What to work on: In the piece about 3D movies below, which two companies are rolling out more 3D screens across the country?

The future of 1955 is here

As Oscar hopefuls exit the box office and trailers appear for spring flicks, there is a strange (albeit old) word popping up on cardboard cutouts and oversized posters: IN 3D.

For some movies, such as Avatar, the complete 3D IMAX experience made the viewing experience beyond extraordinary. But with Disney and Sony rolling out more and more 3D screens across the country, it seems that the future of moviegoing is upon us. And since this future was first envisioned about 60 years ago, I’m a little scared.

First off, this whole campaign and the dollars these companies are sinking into renovating theaters and shooting their films in three dimensions is an obvious strategy to combat the availability of media online, including most feature films. But just because movies are more, I dunno futuristic than ever doesn’t prevent them from being pirated online. Sure, donning 3D glasses and watching Alice in Wonderland on your home computer sounds like the worst night in imaginable (but then again, going out to see Alice in Wonderland in 3D sounds pretty awful too).

Material shown:
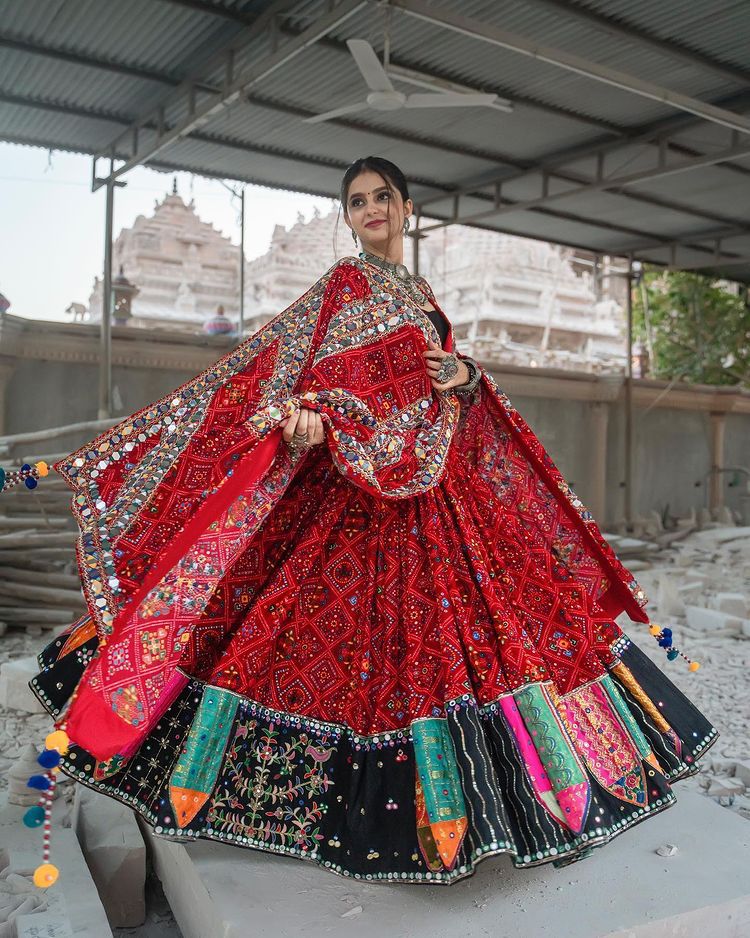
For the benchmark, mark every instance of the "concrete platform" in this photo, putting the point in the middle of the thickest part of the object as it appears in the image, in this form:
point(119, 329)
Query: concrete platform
point(73, 904)
point(624, 890)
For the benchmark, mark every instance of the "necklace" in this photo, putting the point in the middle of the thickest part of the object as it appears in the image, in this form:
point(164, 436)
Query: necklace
point(401, 273)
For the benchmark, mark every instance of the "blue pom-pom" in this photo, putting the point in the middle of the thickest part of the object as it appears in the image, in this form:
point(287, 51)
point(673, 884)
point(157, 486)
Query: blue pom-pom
point(39, 781)
point(34, 816)
point(49, 758)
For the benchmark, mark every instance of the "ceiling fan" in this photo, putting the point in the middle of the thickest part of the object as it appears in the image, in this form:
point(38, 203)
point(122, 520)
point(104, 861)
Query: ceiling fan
point(384, 97)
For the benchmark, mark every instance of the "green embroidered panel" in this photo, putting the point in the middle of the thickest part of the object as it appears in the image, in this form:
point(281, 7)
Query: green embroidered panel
point(198, 766)
point(438, 770)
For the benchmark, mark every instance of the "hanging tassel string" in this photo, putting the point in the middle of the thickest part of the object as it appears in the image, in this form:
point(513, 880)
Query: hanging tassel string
point(663, 637)
point(57, 744)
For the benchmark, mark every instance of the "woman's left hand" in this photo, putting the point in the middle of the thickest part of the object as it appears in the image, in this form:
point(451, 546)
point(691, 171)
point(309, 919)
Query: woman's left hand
point(434, 356)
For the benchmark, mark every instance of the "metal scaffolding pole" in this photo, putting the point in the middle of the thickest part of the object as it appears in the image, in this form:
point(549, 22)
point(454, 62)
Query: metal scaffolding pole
point(241, 323)
point(105, 334)
point(105, 344)
point(629, 405)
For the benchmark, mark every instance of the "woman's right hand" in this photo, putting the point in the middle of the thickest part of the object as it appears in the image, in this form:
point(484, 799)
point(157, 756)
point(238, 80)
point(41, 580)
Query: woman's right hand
point(302, 421)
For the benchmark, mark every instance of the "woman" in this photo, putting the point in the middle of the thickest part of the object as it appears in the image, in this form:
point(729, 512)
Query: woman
point(343, 606)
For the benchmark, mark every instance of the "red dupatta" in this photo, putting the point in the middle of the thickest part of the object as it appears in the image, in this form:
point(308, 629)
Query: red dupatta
point(169, 498)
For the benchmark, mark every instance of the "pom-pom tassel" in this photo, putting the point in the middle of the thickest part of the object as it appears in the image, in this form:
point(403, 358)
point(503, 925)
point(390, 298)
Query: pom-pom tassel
point(28, 475)
point(663, 637)
point(57, 744)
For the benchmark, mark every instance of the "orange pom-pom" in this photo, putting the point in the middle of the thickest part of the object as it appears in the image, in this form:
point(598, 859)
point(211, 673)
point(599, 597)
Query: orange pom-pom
point(45, 875)
point(59, 740)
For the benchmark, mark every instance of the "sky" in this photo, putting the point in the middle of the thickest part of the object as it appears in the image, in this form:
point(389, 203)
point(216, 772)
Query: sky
point(52, 225)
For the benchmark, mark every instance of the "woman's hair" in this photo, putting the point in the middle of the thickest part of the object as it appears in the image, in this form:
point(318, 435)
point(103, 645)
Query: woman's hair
point(388, 172)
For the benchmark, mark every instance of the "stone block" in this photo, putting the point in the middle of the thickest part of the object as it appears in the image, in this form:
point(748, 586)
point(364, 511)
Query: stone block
point(629, 890)
point(15, 693)
point(742, 771)
point(668, 599)
point(734, 604)
point(116, 855)
point(69, 907)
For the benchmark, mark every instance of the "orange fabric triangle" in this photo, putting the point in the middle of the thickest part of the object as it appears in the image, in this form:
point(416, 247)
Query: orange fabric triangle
point(448, 838)
point(186, 803)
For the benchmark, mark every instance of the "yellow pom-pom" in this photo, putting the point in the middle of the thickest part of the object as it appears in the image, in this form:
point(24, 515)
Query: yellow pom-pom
point(59, 740)
point(45, 875)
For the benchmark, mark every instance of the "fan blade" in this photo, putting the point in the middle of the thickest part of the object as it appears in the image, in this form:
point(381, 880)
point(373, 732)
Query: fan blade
point(336, 112)
point(449, 100)
point(369, 64)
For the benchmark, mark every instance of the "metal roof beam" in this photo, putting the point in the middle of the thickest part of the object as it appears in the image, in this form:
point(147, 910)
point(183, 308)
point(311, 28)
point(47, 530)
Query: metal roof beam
point(515, 42)
point(690, 240)
point(124, 120)
point(600, 184)
point(430, 143)
point(199, 113)
point(641, 37)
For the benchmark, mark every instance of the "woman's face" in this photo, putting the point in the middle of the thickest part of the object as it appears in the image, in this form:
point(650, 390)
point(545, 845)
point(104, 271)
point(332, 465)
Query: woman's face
point(375, 212)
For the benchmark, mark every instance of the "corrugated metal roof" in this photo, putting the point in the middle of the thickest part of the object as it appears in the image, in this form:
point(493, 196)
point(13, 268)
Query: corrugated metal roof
point(75, 74)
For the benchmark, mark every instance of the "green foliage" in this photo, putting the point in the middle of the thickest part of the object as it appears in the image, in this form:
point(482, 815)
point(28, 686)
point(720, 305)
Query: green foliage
point(693, 328)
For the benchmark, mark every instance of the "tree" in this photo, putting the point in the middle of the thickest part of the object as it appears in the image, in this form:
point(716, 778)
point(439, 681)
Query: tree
point(694, 328)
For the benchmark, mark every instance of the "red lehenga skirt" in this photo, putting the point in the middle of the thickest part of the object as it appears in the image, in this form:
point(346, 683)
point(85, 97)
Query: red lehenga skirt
point(409, 686)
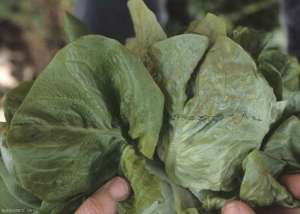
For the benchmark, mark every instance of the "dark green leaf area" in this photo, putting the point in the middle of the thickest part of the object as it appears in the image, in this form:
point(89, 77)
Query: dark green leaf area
point(68, 135)
point(14, 98)
point(8, 201)
point(252, 41)
point(288, 67)
point(259, 186)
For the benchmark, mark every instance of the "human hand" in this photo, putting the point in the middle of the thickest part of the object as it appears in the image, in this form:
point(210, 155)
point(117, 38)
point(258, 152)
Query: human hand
point(291, 182)
point(104, 200)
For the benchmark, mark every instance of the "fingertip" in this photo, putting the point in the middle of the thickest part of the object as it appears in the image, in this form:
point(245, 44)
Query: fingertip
point(236, 207)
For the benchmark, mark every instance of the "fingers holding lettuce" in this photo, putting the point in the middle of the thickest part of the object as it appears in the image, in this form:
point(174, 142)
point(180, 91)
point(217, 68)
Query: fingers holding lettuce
point(291, 182)
point(104, 200)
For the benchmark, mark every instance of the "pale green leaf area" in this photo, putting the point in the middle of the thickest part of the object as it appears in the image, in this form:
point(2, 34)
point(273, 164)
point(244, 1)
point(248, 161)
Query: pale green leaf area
point(261, 172)
point(147, 31)
point(81, 108)
point(153, 190)
point(284, 144)
point(75, 28)
point(192, 121)
point(230, 103)
point(273, 77)
point(288, 67)
point(211, 26)
point(10, 203)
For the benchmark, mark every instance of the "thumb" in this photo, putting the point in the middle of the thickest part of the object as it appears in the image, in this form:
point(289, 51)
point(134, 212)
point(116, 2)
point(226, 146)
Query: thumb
point(236, 207)
point(104, 200)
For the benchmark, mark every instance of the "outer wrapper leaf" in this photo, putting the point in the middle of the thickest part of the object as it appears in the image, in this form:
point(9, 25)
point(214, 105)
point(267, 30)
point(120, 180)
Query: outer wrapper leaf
point(153, 191)
point(273, 77)
point(230, 103)
point(147, 31)
point(252, 41)
point(289, 69)
point(92, 97)
point(14, 98)
point(260, 187)
point(284, 144)
point(211, 26)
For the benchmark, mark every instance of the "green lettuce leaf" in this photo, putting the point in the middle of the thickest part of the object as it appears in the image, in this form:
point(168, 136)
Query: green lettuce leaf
point(75, 28)
point(153, 190)
point(231, 101)
point(260, 187)
point(14, 98)
point(289, 69)
point(273, 77)
point(284, 144)
point(252, 41)
point(147, 31)
point(83, 109)
point(211, 26)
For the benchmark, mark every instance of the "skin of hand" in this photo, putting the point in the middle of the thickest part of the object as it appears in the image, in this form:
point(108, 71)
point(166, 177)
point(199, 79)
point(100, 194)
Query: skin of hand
point(291, 182)
point(104, 200)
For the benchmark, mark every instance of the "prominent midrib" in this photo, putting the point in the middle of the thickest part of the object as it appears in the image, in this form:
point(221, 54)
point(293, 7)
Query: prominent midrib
point(113, 132)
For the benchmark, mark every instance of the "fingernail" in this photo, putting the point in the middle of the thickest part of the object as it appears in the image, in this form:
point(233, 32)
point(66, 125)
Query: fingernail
point(231, 208)
point(118, 188)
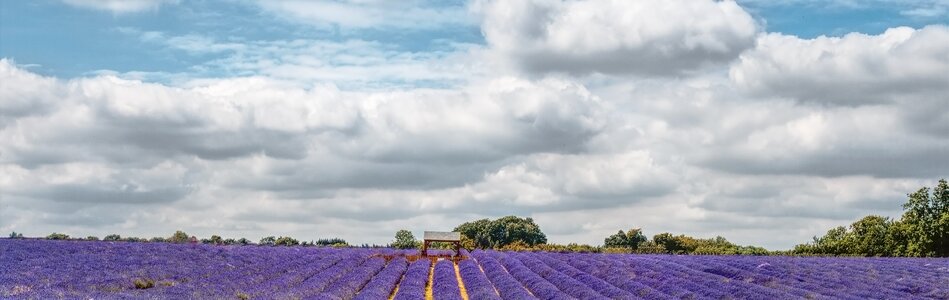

Answer for this exercise: Disney and Sony.